Please count the lines in the listing below that contain the word "clicks" and give only that number.
[Input records Boundary: Start]
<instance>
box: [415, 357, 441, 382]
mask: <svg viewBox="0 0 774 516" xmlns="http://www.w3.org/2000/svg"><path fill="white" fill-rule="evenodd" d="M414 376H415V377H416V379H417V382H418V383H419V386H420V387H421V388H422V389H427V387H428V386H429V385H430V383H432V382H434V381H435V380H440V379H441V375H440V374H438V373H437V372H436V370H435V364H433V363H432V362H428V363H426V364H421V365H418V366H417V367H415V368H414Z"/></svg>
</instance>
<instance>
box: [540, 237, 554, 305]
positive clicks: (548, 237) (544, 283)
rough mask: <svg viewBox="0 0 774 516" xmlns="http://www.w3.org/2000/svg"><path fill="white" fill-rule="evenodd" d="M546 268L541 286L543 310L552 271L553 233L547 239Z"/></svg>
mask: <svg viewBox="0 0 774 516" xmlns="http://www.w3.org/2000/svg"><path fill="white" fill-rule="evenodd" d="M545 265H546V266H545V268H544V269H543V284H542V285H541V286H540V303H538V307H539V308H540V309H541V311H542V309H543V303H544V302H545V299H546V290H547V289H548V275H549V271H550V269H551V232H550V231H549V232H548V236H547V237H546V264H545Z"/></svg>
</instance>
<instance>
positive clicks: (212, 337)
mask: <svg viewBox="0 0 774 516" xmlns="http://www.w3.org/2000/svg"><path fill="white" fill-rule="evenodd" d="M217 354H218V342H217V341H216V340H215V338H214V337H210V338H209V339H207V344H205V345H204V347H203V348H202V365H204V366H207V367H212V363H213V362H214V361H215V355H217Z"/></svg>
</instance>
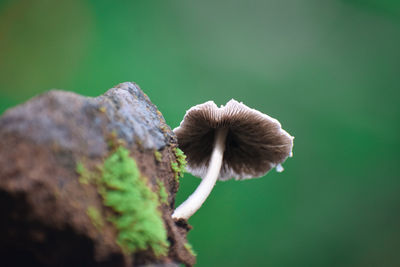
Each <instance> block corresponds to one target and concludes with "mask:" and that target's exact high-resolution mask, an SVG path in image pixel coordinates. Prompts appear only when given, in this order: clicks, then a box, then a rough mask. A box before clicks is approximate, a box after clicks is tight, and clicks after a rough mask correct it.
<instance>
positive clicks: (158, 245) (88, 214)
mask: <svg viewBox="0 0 400 267" xmlns="http://www.w3.org/2000/svg"><path fill="white" fill-rule="evenodd" d="M76 169H77V172H78V173H79V174H80V175H81V177H80V181H81V180H82V183H85V184H88V183H91V184H94V185H95V186H96V187H97V190H98V192H99V193H100V195H101V196H102V197H103V203H104V205H105V206H106V207H109V208H110V209H112V211H113V212H112V215H109V216H108V217H107V219H108V220H109V221H110V222H112V224H113V225H114V227H115V228H116V229H117V231H118V236H117V240H116V242H117V244H118V245H119V246H120V247H121V248H122V250H123V251H124V253H127V254H130V253H134V252H136V251H140V250H146V249H151V250H153V252H154V254H155V255H156V256H160V255H166V254H167V252H168V246H169V244H168V241H167V231H166V229H165V227H164V223H163V220H162V217H161V212H160V211H159V210H158V206H159V205H160V203H159V199H158V196H157V194H156V193H154V192H153V191H152V190H151V189H150V188H149V187H148V185H147V178H146V177H144V176H143V175H141V173H140V171H139V169H138V168H137V166H136V162H135V161H134V159H133V158H131V157H130V156H129V151H128V150H127V149H125V148H124V147H121V146H120V147H118V148H116V149H115V151H114V152H113V153H112V154H111V155H110V156H109V157H108V158H106V159H105V161H104V164H103V166H101V167H100V168H99V170H97V171H92V172H91V171H89V170H87V169H86V168H85V167H84V166H83V164H78V165H77V168H76ZM164 190H165V189H164ZM165 193H166V192H165ZM160 199H163V197H162V196H160ZM87 213H88V216H89V217H90V218H91V220H92V222H93V224H95V226H96V225H97V226H100V225H101V223H100V221H99V218H101V214H100V212H98V211H97V210H95V209H93V208H90V207H89V208H88V211H87ZM97 226H96V227H97Z"/></svg>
[Input records Boundary: End]
> [Expected answer]
4